**INSTRUCTION**
Lay out every line of the records below as a numbered list, skipping any blank lines. Leave the pictures out of the answer.

**AVAILABLE DATA**
============================================================

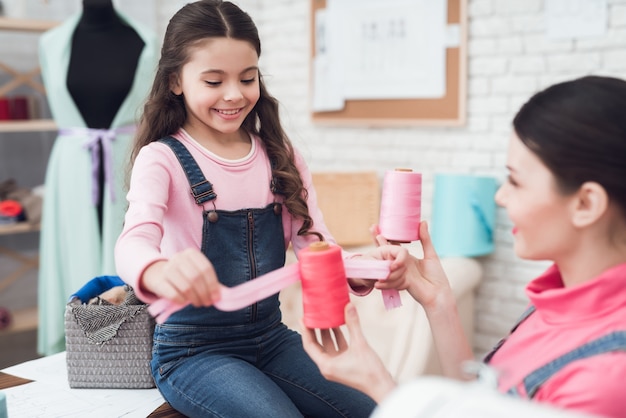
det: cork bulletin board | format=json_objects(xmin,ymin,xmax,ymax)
[{"xmin": 310, "ymin": 0, "xmax": 468, "ymax": 126}]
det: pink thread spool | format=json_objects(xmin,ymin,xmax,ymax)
[
  {"xmin": 299, "ymin": 242, "xmax": 350, "ymax": 329},
  {"xmin": 379, "ymin": 168, "xmax": 422, "ymax": 243}
]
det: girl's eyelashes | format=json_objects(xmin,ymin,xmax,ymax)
[{"xmin": 204, "ymin": 77, "xmax": 256, "ymax": 87}]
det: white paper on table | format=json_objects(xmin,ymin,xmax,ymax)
[{"xmin": 2, "ymin": 352, "xmax": 165, "ymax": 418}]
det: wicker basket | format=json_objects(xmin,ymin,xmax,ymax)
[{"xmin": 65, "ymin": 289, "xmax": 155, "ymax": 389}]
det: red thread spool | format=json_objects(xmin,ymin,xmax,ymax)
[
  {"xmin": 378, "ymin": 168, "xmax": 422, "ymax": 243},
  {"xmin": 300, "ymin": 242, "xmax": 350, "ymax": 329}
]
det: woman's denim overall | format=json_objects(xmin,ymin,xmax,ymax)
[
  {"xmin": 484, "ymin": 305, "xmax": 626, "ymax": 399},
  {"xmin": 151, "ymin": 137, "xmax": 375, "ymax": 418}
]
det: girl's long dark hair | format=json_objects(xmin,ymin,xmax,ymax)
[{"xmin": 131, "ymin": 0, "xmax": 320, "ymax": 236}]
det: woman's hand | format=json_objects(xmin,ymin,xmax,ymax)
[
  {"xmin": 141, "ymin": 248, "xmax": 222, "ymax": 307},
  {"xmin": 372, "ymin": 221, "xmax": 451, "ymax": 309},
  {"xmin": 301, "ymin": 303, "xmax": 396, "ymax": 402}
]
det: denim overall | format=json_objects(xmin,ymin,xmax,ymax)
[
  {"xmin": 484, "ymin": 306, "xmax": 626, "ymax": 399},
  {"xmin": 151, "ymin": 137, "xmax": 375, "ymax": 418}
]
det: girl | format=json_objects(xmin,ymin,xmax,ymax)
[
  {"xmin": 116, "ymin": 0, "xmax": 401, "ymax": 418},
  {"xmin": 303, "ymin": 76, "xmax": 626, "ymax": 417}
]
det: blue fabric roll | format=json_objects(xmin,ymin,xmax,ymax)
[
  {"xmin": 69, "ymin": 276, "xmax": 126, "ymax": 303},
  {"xmin": 431, "ymin": 174, "xmax": 498, "ymax": 257}
]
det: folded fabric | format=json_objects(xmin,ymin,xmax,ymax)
[{"xmin": 68, "ymin": 285, "xmax": 148, "ymax": 344}]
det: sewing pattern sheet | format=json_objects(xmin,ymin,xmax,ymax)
[
  {"xmin": 316, "ymin": 0, "xmax": 447, "ymax": 100},
  {"xmin": 2, "ymin": 352, "xmax": 165, "ymax": 418}
]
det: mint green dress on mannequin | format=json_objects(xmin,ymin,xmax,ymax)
[{"xmin": 37, "ymin": 12, "xmax": 159, "ymax": 355}]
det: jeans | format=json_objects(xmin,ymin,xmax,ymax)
[{"xmin": 151, "ymin": 140, "xmax": 376, "ymax": 418}]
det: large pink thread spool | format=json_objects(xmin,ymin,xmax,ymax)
[
  {"xmin": 299, "ymin": 242, "xmax": 350, "ymax": 329},
  {"xmin": 379, "ymin": 168, "xmax": 422, "ymax": 243}
]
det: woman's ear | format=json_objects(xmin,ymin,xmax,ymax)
[
  {"xmin": 572, "ymin": 181, "xmax": 609, "ymax": 228},
  {"xmin": 170, "ymin": 74, "xmax": 183, "ymax": 96}
]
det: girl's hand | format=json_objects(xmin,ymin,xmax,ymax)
[
  {"xmin": 301, "ymin": 303, "xmax": 396, "ymax": 402},
  {"xmin": 141, "ymin": 248, "xmax": 222, "ymax": 307}
]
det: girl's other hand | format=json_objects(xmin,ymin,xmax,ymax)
[{"xmin": 142, "ymin": 248, "xmax": 222, "ymax": 307}]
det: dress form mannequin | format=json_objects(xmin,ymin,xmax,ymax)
[
  {"xmin": 37, "ymin": 0, "xmax": 159, "ymax": 355},
  {"xmin": 67, "ymin": 0, "xmax": 144, "ymax": 230}
]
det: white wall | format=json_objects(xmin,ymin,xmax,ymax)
[
  {"xmin": 251, "ymin": 0, "xmax": 626, "ymax": 354},
  {"xmin": 0, "ymin": 0, "xmax": 626, "ymax": 354}
]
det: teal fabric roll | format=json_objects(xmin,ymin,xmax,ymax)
[{"xmin": 431, "ymin": 174, "xmax": 498, "ymax": 257}]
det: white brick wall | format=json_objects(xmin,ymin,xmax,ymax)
[
  {"xmin": 251, "ymin": 0, "xmax": 626, "ymax": 355},
  {"xmin": 0, "ymin": 0, "xmax": 626, "ymax": 355}
]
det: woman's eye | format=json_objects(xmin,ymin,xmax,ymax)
[{"xmin": 506, "ymin": 176, "xmax": 517, "ymax": 186}]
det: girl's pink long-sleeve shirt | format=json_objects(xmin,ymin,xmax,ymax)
[{"xmin": 115, "ymin": 130, "xmax": 335, "ymax": 303}]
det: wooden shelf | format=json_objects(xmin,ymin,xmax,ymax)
[
  {"xmin": 0, "ymin": 119, "xmax": 57, "ymax": 132},
  {"xmin": 0, "ymin": 17, "xmax": 59, "ymax": 32},
  {"xmin": 0, "ymin": 308, "xmax": 38, "ymax": 335},
  {"xmin": 0, "ymin": 222, "xmax": 41, "ymax": 235}
]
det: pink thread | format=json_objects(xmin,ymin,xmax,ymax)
[
  {"xmin": 300, "ymin": 242, "xmax": 350, "ymax": 329},
  {"xmin": 378, "ymin": 169, "xmax": 422, "ymax": 310},
  {"xmin": 379, "ymin": 170, "xmax": 422, "ymax": 243},
  {"xmin": 148, "ymin": 247, "xmax": 391, "ymax": 324}
]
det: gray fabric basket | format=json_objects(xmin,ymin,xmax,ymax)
[{"xmin": 65, "ymin": 289, "xmax": 155, "ymax": 389}]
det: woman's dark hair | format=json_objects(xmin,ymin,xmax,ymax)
[
  {"xmin": 513, "ymin": 76, "xmax": 626, "ymax": 216},
  {"xmin": 131, "ymin": 0, "xmax": 321, "ymax": 238}
]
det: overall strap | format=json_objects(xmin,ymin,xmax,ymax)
[
  {"xmin": 483, "ymin": 305, "xmax": 536, "ymax": 364},
  {"xmin": 159, "ymin": 136, "xmax": 217, "ymax": 205},
  {"xmin": 508, "ymin": 331, "xmax": 626, "ymax": 399}
]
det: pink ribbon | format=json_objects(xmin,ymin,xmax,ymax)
[
  {"xmin": 148, "ymin": 259, "xmax": 391, "ymax": 324},
  {"xmin": 59, "ymin": 126, "xmax": 136, "ymax": 205}
]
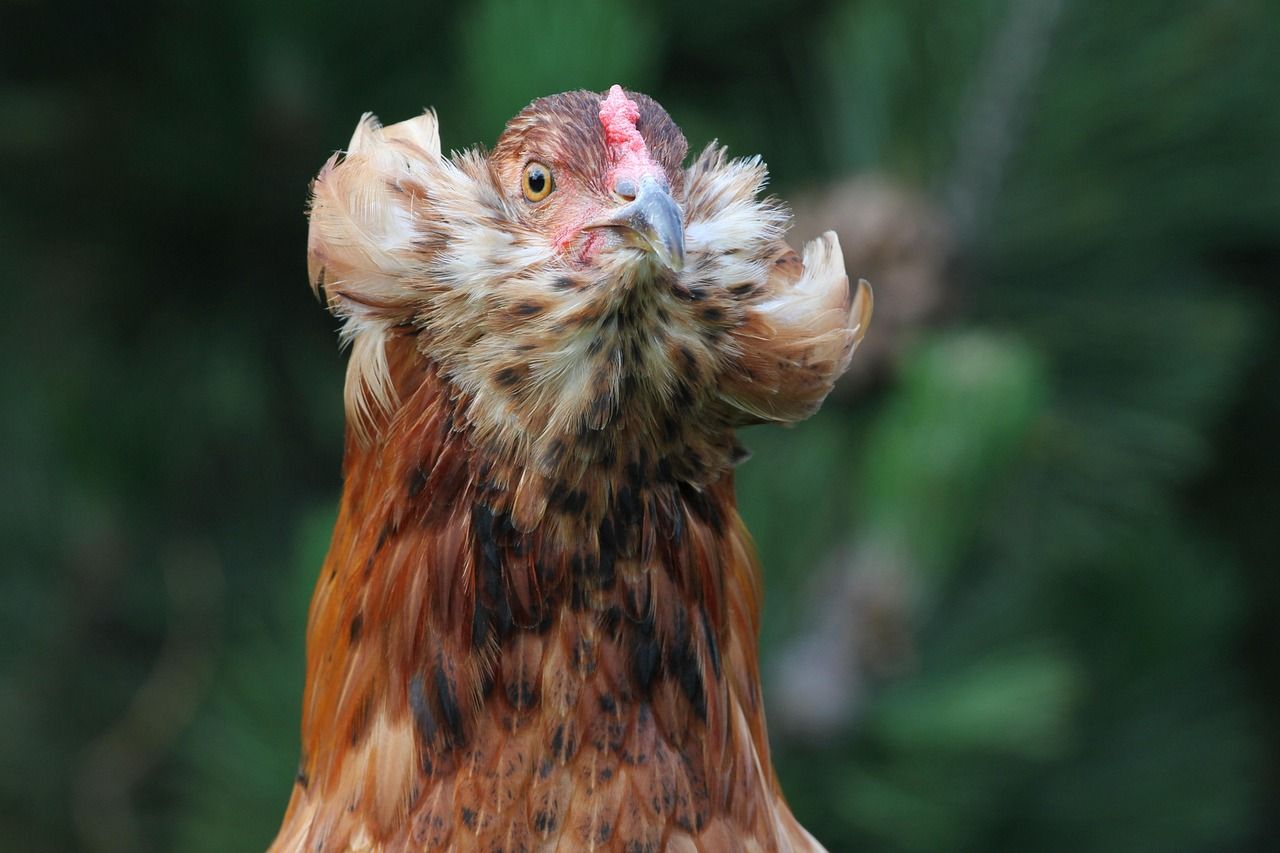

============================================================

**SOLVED EXERCISE**
1. det: cork bulletin board | format=json_objects(xmin,ymin,xmax,ymax)
2. [{"xmin": 310, "ymin": 0, "xmax": 468, "ymax": 126}]
3. det: pink thread spool | format=json_objects(xmin,ymin,xmax,ymax)
4. [
5.   {"xmin": 299, "ymin": 242, "xmax": 350, "ymax": 329},
6.   {"xmin": 379, "ymin": 168, "xmax": 422, "ymax": 243}
7. ]
8. det: girl's eyelashes | format=json_objects(xmin,ymin,xmax,ymax)
9. [{"xmin": 204, "ymin": 77, "xmax": 256, "ymax": 87}]
10. det: white paper on table | format=json_objects(xmin,ymin,xmax,ymax)
11. [{"xmin": 2, "ymin": 352, "xmax": 165, "ymax": 418}]
12. det: wicker basket | format=json_objects(xmin,ymin,xmax,ymax)
13. [{"xmin": 65, "ymin": 289, "xmax": 155, "ymax": 389}]
14. det: red thread spool | format=json_objects(xmin,ymin,xmax,ymax)
15. [
16.   {"xmin": 378, "ymin": 168, "xmax": 422, "ymax": 243},
17.   {"xmin": 300, "ymin": 242, "xmax": 350, "ymax": 329}
18. ]
19. det: woman's denim overall | format=json_objects(xmin,ymin,xmax,ymax)
20. [
21.   {"xmin": 484, "ymin": 305, "xmax": 626, "ymax": 399},
22.   {"xmin": 151, "ymin": 137, "xmax": 375, "ymax": 418}
23. ]
24. det: girl's long dark hair | format=json_objects(xmin,ymin,xmax,ymax)
25. [{"xmin": 131, "ymin": 0, "xmax": 320, "ymax": 236}]
26. det: woman's hand | format=json_objects(xmin,ymin,xmax,ymax)
27. [
28.   {"xmin": 141, "ymin": 248, "xmax": 222, "ymax": 307},
29.   {"xmin": 372, "ymin": 221, "xmax": 451, "ymax": 309},
30.   {"xmin": 301, "ymin": 303, "xmax": 396, "ymax": 402}
31. ]
32. det: denim overall | format=json_objects(xmin,ymin,xmax,ymax)
33. [
34.   {"xmin": 484, "ymin": 306, "xmax": 626, "ymax": 399},
35.   {"xmin": 151, "ymin": 137, "xmax": 375, "ymax": 418}
36. ]
37. det: girl | format=json_objects(xmin,ymin,xmax,ymax)
38. [
39.   {"xmin": 116, "ymin": 0, "xmax": 401, "ymax": 418},
40.   {"xmin": 303, "ymin": 76, "xmax": 626, "ymax": 417}
41. ]
42. det: blue fabric roll | format=json_objects(xmin,ymin,xmax,ymax)
43. [
44.   {"xmin": 69, "ymin": 276, "xmax": 126, "ymax": 303},
45.   {"xmin": 431, "ymin": 174, "xmax": 498, "ymax": 257}
46. ]
47. det: folded fabric | format=json_objects(xmin,ymin,xmax,ymax)
48. [{"xmin": 68, "ymin": 285, "xmax": 148, "ymax": 344}]
49. det: sewing pattern sheet | format=json_objects(xmin,ymin,xmax,ymax)
50. [
51.   {"xmin": 316, "ymin": 0, "xmax": 447, "ymax": 100},
52.   {"xmin": 2, "ymin": 352, "xmax": 165, "ymax": 418}
53. ]
54. det: mint green dress on mannequin | format=json_objects(xmin,ymin,xmax,ymax)
55. [{"xmin": 37, "ymin": 12, "xmax": 159, "ymax": 355}]
56. det: jeans | format=json_objects(xmin,ymin,xmax,ymax)
57. [{"xmin": 151, "ymin": 140, "xmax": 376, "ymax": 418}]
58. det: large pink thread spool | format=json_objects(xmin,ymin,xmax,ymax)
59. [
60.   {"xmin": 299, "ymin": 242, "xmax": 350, "ymax": 329},
61.   {"xmin": 379, "ymin": 168, "xmax": 422, "ymax": 243}
62. ]
63. det: woman's ear | format=json_objects(xmin,ymin,xmax,ymax)
64. [
65.   {"xmin": 572, "ymin": 181, "xmax": 609, "ymax": 228},
66.   {"xmin": 170, "ymin": 74, "xmax": 183, "ymax": 96}
67. ]
68. det: girl's hand | format=json_objects(xmin,ymin,xmax,ymax)
69. [
70.   {"xmin": 301, "ymin": 303, "xmax": 396, "ymax": 402},
71.   {"xmin": 141, "ymin": 248, "xmax": 222, "ymax": 307}
72. ]
73. det: girl's other hand | format=json_objects(xmin,ymin,xmax,ymax)
74. [{"xmin": 142, "ymin": 248, "xmax": 222, "ymax": 307}]
75. det: dress form mannequin | format=json_objects(xmin,ymin,xmax,ymax)
76. [
77.   {"xmin": 37, "ymin": 0, "xmax": 159, "ymax": 355},
78.   {"xmin": 67, "ymin": 0, "xmax": 144, "ymax": 230}
79. ]
80. det: white wall | format=json_objects(xmin,ymin,xmax,ymax)
81. [
82.   {"xmin": 251, "ymin": 0, "xmax": 626, "ymax": 354},
83.   {"xmin": 0, "ymin": 0, "xmax": 626, "ymax": 354}
84. ]
85. det: teal fabric roll | format=json_objects(xmin,ymin,xmax,ymax)
86. [{"xmin": 431, "ymin": 174, "xmax": 498, "ymax": 257}]
87. det: white brick wall | format=json_objects(xmin,ymin,xmax,ymax)
88. [
89.   {"xmin": 251, "ymin": 0, "xmax": 626, "ymax": 355},
90.   {"xmin": 0, "ymin": 0, "xmax": 626, "ymax": 355}
91. ]
92. det: woman's eye | format=json_objects(xmin,ymin,xmax,ymax)
93. [{"xmin": 506, "ymin": 176, "xmax": 517, "ymax": 186}]
94. det: girl's pink long-sleeve shirt | format=json_objects(xmin,ymin,xmax,ymax)
95. [{"xmin": 115, "ymin": 130, "xmax": 335, "ymax": 303}]
96. det: wooden shelf | format=json_objects(xmin,ymin,xmax,ymax)
97. [
98.   {"xmin": 0, "ymin": 119, "xmax": 57, "ymax": 132},
99.   {"xmin": 0, "ymin": 17, "xmax": 59, "ymax": 32},
100.   {"xmin": 0, "ymin": 308, "xmax": 38, "ymax": 335},
101.   {"xmin": 0, "ymin": 222, "xmax": 41, "ymax": 235}
102. ]
103. det: pink thread | format=json_objects(xmin,ymin,xmax,ymax)
104. [
105.   {"xmin": 300, "ymin": 242, "xmax": 350, "ymax": 329},
106.   {"xmin": 378, "ymin": 169, "xmax": 422, "ymax": 310},
107.   {"xmin": 379, "ymin": 170, "xmax": 422, "ymax": 243},
108.   {"xmin": 148, "ymin": 247, "xmax": 391, "ymax": 324}
109. ]
110. det: gray fabric basket | format=json_objects(xmin,ymin,xmax,ymax)
111. [{"xmin": 65, "ymin": 289, "xmax": 155, "ymax": 389}]
112. det: woman's dark hair | format=json_objects(xmin,ymin,xmax,ymax)
113. [
114.   {"xmin": 513, "ymin": 76, "xmax": 626, "ymax": 216},
115.   {"xmin": 131, "ymin": 0, "xmax": 321, "ymax": 238}
116. ]
117. det: overall strap | format=json_objects(xmin,ymin,xmax,ymax)
118. [
119.   {"xmin": 483, "ymin": 305, "xmax": 536, "ymax": 364},
120.   {"xmin": 159, "ymin": 136, "xmax": 217, "ymax": 205},
121.   {"xmin": 508, "ymin": 331, "xmax": 626, "ymax": 399}
122. ]
123. det: pink ribbon | format=json_objects(xmin,ymin,xmax,ymax)
124. [
125.   {"xmin": 148, "ymin": 259, "xmax": 391, "ymax": 324},
126.   {"xmin": 59, "ymin": 126, "xmax": 136, "ymax": 205}
127. ]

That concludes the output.